## What is needed
From the entries below, copy out every line that contains the string "into". Matching is case-sensitive.

## The records
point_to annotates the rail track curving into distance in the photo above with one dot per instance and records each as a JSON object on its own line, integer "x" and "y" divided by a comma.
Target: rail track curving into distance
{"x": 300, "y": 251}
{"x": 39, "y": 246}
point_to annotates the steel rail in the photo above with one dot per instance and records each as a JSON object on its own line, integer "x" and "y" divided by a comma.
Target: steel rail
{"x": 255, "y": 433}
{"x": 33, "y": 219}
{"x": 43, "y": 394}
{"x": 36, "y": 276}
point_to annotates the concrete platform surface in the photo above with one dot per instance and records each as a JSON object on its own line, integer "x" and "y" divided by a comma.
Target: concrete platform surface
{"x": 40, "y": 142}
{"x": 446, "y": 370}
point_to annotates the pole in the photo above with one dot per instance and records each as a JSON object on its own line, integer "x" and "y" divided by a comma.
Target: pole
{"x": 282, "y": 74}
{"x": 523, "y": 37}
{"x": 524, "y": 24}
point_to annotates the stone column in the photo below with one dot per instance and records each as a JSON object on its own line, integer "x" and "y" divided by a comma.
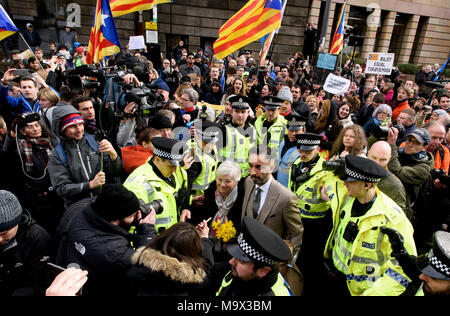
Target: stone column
{"x": 386, "y": 32}
{"x": 370, "y": 33}
{"x": 408, "y": 39}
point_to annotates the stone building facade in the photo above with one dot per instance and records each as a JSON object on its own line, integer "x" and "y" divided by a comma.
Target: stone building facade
{"x": 417, "y": 31}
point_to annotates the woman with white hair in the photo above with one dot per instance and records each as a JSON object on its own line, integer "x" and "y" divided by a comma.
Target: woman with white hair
{"x": 223, "y": 198}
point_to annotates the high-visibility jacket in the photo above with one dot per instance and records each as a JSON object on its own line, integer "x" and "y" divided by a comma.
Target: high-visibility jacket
{"x": 273, "y": 136}
{"x": 149, "y": 187}
{"x": 238, "y": 147}
{"x": 209, "y": 166}
{"x": 280, "y": 288}
{"x": 310, "y": 202}
{"x": 285, "y": 163}
{"x": 366, "y": 261}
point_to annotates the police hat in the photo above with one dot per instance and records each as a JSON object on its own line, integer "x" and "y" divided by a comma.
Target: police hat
{"x": 240, "y": 102}
{"x": 296, "y": 122}
{"x": 272, "y": 102}
{"x": 363, "y": 169}
{"x": 257, "y": 243}
{"x": 169, "y": 149}
{"x": 436, "y": 263}
{"x": 207, "y": 130}
{"x": 308, "y": 141}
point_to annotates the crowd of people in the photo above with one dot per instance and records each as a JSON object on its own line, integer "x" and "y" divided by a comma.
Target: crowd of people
{"x": 188, "y": 175}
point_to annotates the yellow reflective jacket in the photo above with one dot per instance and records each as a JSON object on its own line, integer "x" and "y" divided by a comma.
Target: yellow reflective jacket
{"x": 366, "y": 261}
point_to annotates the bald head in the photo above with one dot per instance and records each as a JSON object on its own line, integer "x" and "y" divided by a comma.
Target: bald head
{"x": 380, "y": 152}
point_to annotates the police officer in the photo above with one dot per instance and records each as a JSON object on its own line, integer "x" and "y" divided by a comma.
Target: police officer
{"x": 255, "y": 263}
{"x": 203, "y": 149}
{"x": 288, "y": 152}
{"x": 161, "y": 178}
{"x": 430, "y": 273}
{"x": 306, "y": 177}
{"x": 238, "y": 134}
{"x": 359, "y": 252}
{"x": 271, "y": 126}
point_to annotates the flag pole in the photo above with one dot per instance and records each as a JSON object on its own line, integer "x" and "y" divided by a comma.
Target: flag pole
{"x": 26, "y": 43}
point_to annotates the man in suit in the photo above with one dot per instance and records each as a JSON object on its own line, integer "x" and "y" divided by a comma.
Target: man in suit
{"x": 270, "y": 202}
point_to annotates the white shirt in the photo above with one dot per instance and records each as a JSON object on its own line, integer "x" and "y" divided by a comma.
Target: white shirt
{"x": 264, "y": 190}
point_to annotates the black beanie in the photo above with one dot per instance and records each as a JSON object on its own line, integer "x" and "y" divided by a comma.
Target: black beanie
{"x": 115, "y": 202}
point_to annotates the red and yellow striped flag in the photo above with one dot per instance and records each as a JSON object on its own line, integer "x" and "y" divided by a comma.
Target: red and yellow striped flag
{"x": 122, "y": 7}
{"x": 256, "y": 19}
{"x": 338, "y": 39}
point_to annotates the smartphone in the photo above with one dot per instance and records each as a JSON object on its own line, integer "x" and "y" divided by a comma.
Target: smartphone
{"x": 21, "y": 72}
{"x": 56, "y": 269}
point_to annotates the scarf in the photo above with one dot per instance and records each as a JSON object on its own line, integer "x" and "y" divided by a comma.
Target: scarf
{"x": 27, "y": 145}
{"x": 224, "y": 206}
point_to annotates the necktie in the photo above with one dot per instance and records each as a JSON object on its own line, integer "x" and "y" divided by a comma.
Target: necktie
{"x": 256, "y": 202}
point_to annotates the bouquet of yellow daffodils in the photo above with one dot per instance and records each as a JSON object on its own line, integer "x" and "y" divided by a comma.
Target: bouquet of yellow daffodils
{"x": 224, "y": 231}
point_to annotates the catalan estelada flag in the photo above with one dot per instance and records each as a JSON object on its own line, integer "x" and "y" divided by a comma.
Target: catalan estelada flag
{"x": 104, "y": 40}
{"x": 7, "y": 27}
{"x": 338, "y": 39}
{"x": 256, "y": 19}
{"x": 122, "y": 7}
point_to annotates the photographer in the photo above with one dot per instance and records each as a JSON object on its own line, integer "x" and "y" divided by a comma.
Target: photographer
{"x": 412, "y": 164}
{"x": 95, "y": 235}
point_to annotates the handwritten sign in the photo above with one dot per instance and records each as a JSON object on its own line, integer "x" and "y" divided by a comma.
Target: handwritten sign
{"x": 336, "y": 85}
{"x": 326, "y": 61}
{"x": 379, "y": 63}
{"x": 136, "y": 42}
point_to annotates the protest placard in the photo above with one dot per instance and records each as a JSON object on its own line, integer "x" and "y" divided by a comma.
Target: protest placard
{"x": 336, "y": 85}
{"x": 326, "y": 61}
{"x": 379, "y": 63}
{"x": 136, "y": 42}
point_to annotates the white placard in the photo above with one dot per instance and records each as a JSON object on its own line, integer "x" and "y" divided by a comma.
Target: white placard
{"x": 136, "y": 42}
{"x": 152, "y": 36}
{"x": 336, "y": 85}
{"x": 379, "y": 63}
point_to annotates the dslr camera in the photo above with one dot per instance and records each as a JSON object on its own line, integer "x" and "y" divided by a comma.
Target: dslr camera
{"x": 382, "y": 132}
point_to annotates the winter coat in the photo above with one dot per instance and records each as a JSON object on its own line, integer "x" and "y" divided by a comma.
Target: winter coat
{"x": 412, "y": 172}
{"x": 156, "y": 274}
{"x": 99, "y": 247}
{"x": 70, "y": 177}
{"x": 23, "y": 261}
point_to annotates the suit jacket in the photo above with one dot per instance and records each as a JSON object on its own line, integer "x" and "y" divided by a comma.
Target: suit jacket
{"x": 279, "y": 211}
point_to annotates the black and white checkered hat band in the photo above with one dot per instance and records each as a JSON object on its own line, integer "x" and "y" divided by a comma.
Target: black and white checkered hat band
{"x": 438, "y": 265}
{"x": 309, "y": 142}
{"x": 166, "y": 155}
{"x": 356, "y": 175}
{"x": 253, "y": 253}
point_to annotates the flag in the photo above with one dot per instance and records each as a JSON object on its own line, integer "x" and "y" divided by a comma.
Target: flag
{"x": 338, "y": 39}
{"x": 122, "y": 7}
{"x": 438, "y": 73}
{"x": 7, "y": 27}
{"x": 267, "y": 39}
{"x": 104, "y": 40}
{"x": 256, "y": 19}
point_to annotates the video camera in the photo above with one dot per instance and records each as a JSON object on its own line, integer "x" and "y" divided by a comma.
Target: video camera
{"x": 382, "y": 132}
{"x": 147, "y": 100}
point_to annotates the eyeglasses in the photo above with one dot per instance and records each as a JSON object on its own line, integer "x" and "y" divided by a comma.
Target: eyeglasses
{"x": 413, "y": 141}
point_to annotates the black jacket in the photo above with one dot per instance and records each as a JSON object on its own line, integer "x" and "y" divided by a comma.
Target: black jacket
{"x": 23, "y": 262}
{"x": 99, "y": 247}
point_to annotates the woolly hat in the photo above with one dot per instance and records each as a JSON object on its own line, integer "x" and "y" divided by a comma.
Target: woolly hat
{"x": 10, "y": 210}
{"x": 115, "y": 202}
{"x": 285, "y": 94}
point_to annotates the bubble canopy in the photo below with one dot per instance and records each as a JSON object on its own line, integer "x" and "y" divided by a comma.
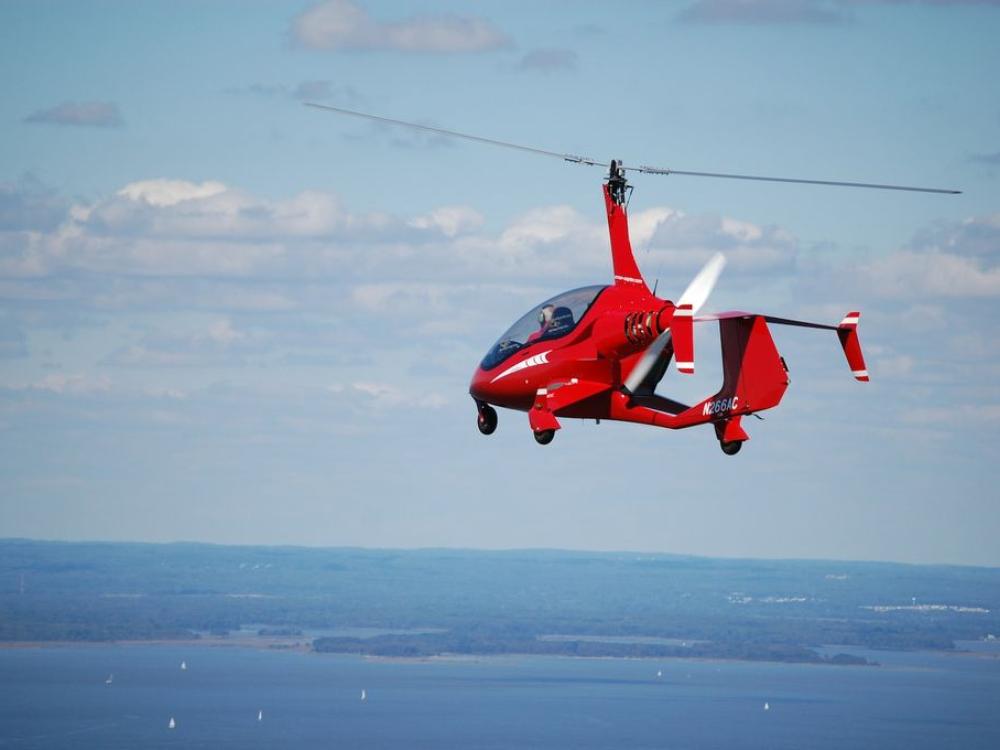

## Answer
point_to annotates the rail track curving into distance in the photo above with one dot per instance and records each as a JSON object on its own line, integer "x" and "y" divided by a comma.
Target: rail track curving into distance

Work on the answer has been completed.